• [Problem requirements]:
One number is the whole answer: how many lines of the records include "table".

• [Records shown]:

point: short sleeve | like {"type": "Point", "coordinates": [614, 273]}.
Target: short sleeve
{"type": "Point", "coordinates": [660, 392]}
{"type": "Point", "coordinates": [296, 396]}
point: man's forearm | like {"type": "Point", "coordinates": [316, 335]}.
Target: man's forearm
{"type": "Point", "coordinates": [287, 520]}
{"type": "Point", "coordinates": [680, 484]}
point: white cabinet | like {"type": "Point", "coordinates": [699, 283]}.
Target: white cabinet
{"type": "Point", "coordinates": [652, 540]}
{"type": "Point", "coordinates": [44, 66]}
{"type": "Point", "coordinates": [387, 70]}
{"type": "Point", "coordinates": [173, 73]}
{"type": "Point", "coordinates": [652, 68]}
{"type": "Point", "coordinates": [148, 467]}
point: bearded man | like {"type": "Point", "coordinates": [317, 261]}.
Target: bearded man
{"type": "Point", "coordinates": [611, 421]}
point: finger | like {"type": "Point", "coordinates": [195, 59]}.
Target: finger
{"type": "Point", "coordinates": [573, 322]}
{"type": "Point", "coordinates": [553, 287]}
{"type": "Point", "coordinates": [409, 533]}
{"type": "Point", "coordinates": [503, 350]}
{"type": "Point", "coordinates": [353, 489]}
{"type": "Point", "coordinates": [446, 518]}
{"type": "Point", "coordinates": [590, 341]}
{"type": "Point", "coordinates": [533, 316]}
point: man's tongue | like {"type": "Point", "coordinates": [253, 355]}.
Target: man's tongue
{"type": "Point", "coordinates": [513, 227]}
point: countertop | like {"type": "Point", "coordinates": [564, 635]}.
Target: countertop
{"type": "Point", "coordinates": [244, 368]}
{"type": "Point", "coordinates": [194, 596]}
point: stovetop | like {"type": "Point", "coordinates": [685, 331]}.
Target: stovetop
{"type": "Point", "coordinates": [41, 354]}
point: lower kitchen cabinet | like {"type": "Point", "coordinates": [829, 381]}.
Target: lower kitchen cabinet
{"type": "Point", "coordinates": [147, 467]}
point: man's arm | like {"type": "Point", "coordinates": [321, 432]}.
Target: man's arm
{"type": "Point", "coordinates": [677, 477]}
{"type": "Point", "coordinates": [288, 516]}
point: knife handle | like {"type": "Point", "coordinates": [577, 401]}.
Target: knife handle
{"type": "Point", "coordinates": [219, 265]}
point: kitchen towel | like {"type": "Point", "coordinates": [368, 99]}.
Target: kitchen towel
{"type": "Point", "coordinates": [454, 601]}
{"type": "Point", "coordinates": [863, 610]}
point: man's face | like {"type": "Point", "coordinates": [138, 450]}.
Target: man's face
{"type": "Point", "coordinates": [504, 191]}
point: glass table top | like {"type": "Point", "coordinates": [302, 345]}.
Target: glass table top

• [Finished task]:
2